◆ SHORT TASK ◆
Rewrite the lines below as a numbered list, skipping blank lines and leaving out the pictures.

◆ RECORDS TO PROCESS ◆
= = = =
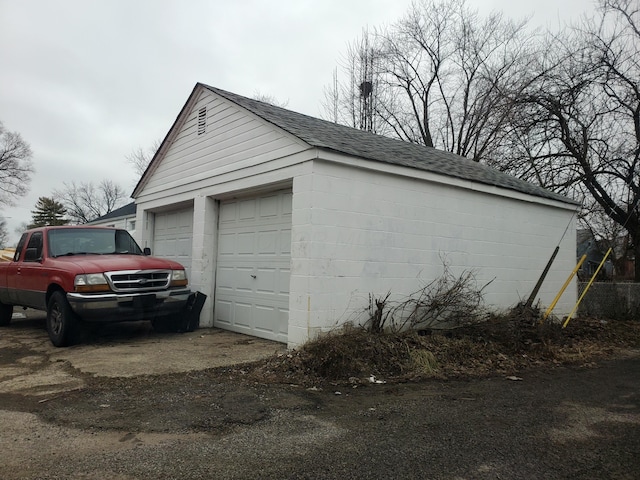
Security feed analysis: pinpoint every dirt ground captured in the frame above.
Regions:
[0,315,640,480]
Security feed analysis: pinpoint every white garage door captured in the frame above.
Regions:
[214,191,291,342]
[152,207,193,278]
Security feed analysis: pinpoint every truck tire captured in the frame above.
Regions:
[0,302,13,327]
[47,291,77,347]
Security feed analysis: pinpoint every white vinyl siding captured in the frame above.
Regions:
[144,91,309,195]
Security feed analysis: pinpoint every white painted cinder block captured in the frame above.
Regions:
[288,161,576,347]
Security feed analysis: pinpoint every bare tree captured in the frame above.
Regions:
[327,0,534,161]
[253,91,289,108]
[0,122,34,205]
[126,140,162,178]
[506,0,640,281]
[53,180,127,224]
[0,217,9,248]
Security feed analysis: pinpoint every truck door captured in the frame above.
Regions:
[15,232,46,309]
[7,233,29,305]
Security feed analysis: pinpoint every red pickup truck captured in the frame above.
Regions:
[0,226,191,347]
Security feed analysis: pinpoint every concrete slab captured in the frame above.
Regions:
[0,310,286,394]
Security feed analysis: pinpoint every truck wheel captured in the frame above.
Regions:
[47,291,76,347]
[0,302,13,327]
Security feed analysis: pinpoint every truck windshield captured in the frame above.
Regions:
[47,228,142,257]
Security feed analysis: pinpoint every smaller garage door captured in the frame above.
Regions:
[152,207,193,278]
[214,191,291,342]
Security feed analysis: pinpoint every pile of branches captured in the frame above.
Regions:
[364,262,490,333]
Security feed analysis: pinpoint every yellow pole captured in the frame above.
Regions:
[540,255,587,323]
[562,249,611,328]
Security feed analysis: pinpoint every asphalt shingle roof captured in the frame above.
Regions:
[200,84,577,205]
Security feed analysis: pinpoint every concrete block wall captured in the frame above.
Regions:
[289,161,576,346]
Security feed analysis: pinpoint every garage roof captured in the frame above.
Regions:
[202,83,578,205]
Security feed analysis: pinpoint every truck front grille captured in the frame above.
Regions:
[105,270,171,292]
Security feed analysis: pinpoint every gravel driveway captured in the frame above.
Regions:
[0,312,640,480]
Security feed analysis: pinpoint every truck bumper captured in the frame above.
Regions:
[67,289,191,322]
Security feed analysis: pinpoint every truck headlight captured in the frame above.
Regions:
[171,270,189,287]
[73,273,110,292]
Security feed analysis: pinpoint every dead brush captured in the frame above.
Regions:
[364,262,491,333]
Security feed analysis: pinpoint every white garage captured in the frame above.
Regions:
[214,191,291,342]
[151,207,193,278]
[133,83,579,347]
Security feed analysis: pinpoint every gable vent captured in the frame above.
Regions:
[198,107,207,135]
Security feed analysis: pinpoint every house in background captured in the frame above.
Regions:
[132,83,578,347]
[87,202,136,235]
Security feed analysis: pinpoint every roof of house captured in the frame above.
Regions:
[89,202,136,224]
[201,83,578,205]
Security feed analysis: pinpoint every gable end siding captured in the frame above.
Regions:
[144,91,309,195]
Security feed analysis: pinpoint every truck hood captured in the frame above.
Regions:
[55,255,184,273]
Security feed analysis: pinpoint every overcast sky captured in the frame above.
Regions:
[0,0,593,241]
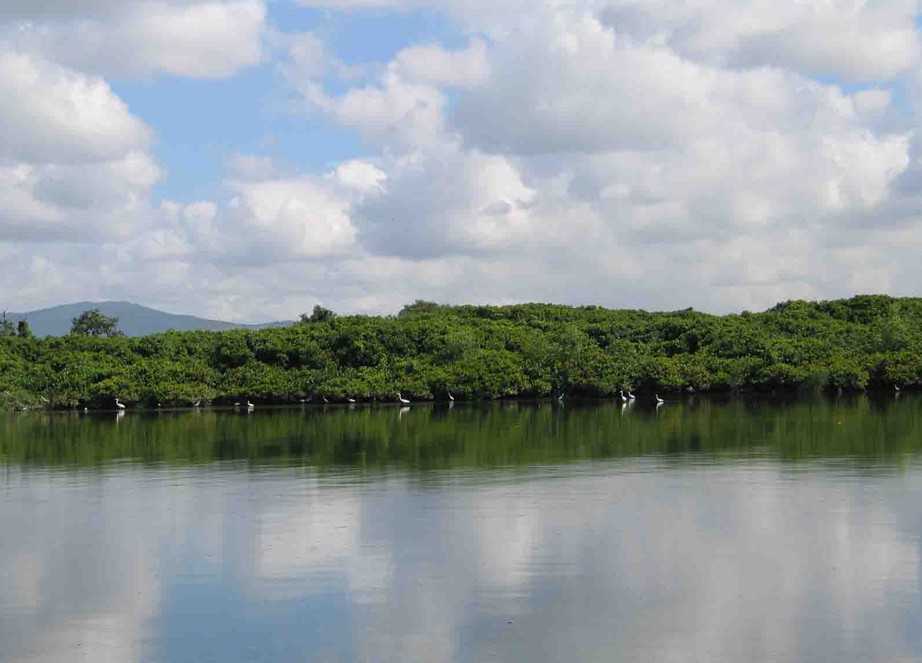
= = = =
◆ FULL SOLUTION ◆
1. Security feed analysis: pinpoint every dirt ground captured in the frame above.
2. Regions:
3. [0,315,640,480]
4. Security feed analysis: pinpoint every white garage door captured in the frame above.
5. Regions:
6. [214,191,291,342]
7. [152,207,193,278]
8. Security feed analysis: pinpoint every truck tire captured in the frame above.
9. Regions:
10. [0,302,13,327]
11. [47,291,77,347]
12. Security feed analysis: pinpoint every white vinyl siding captured in the frame above.
13. Regions:
14. [144,91,309,195]
15. Security feed analysis: pinpoint every white painted cinder block captured in the frame above.
16. Regions:
17. [288,161,576,347]
18. Security feed analysis: pinpoint every bare tree captured in the frame above.
19. Regions:
20. [327,0,534,161]
21. [253,91,289,108]
22. [0,122,34,205]
23. [126,140,162,178]
24. [506,0,640,281]
25. [53,180,127,224]
26. [0,217,9,248]
27. Security feed analysis: pinpoint every truck door captured in the frame above.
28. Regions:
29. [15,232,46,309]
30. [7,233,29,305]
31. Security feed analysis: pinpoint every red pickup truck captured in the frame above.
32. Regions:
33. [0,226,191,347]
34. Security feed analysis: pinpoint every concrete slab captured in the frame above.
35. Regions:
36. [0,310,286,394]
37. Security feed analysis: pinpoint every truck wheel captured in the frame above.
38. Regions:
39. [47,291,76,347]
40. [0,302,13,327]
41. Security feed analysis: pinpoint every truck windshield captured in the frame above.
42. Regions:
43. [47,228,142,257]
44. Security feed analysis: pinpoint every smaller garage door captured in the frame above.
45. Regions:
46. [152,207,193,278]
47. [214,191,291,342]
48. Security feed analysis: pinpoint every pile of branches captured in the frame above.
49. Regions:
50. [364,262,490,333]
51. Security feed analysis: pinpoint every yellow pole captured in the frame above.
52. Regions:
53. [540,255,587,323]
54. [562,249,611,328]
55. Security feed analysis: pinpoint every asphalt shingle roof captured in the frame above.
56. Regions:
57. [200,84,577,205]
58. Security feed analysis: pinpoint every concrete block wall captured in the frame above.
59. Regions:
60. [289,161,576,346]
61. Security feed analysis: pinpoint every garage roof captured in the frame above.
62. Regions:
63. [202,83,578,205]
64. Security feed analysis: pinpoint every truck front grille captured in the frame above.
65. Regions:
66. [105,270,171,292]
67. Security feed analysis: pinpoint every gravel driveway captured in the frame above.
68. Regions:
69. [0,312,640,480]
70. Security feed analysis: pinpoint every truck bumper captured in the frame above.
71. Regions:
72. [67,289,191,322]
73. Security feed analysis: pinpoint every truck headlight captured in the frame above.
74. Regions:
75. [171,270,189,287]
76. [73,273,110,292]
77. Security feed analysis: pinpoint every dead brush captured in the frame above.
78. Regions:
79. [364,262,491,333]
80. Security feed analysis: pinpoint every white garage captured in the frame above.
81. Regions:
82. [214,191,291,342]
83. [151,207,193,278]
84. [133,83,579,347]
85. Security feed analysis: pinpoint every gable vent captured in the frame above.
86. Regions:
87. [198,107,207,135]
88. Security feed analysis: pinpoint every house in background captured in the frame above.
89. Regions:
90. [132,83,578,347]
91. [87,202,136,235]
92. Security feed analysis: pinpoint every roof of house captured in the frame above.
93. Regions:
94. [89,202,136,224]
95. [201,83,578,205]
96. Security feed analysis: pinpoint every gable end siding captured in the frame above.
97. Regions:
98. [144,91,309,195]
99. Security feed analysis: pinpoint every truck hood captured in the frame above.
100. Regions:
101. [55,255,184,273]
102. Security feed analysis: pinpoint every overcast sky captured in the frame above.
103. Regions:
104. [0,0,593,241]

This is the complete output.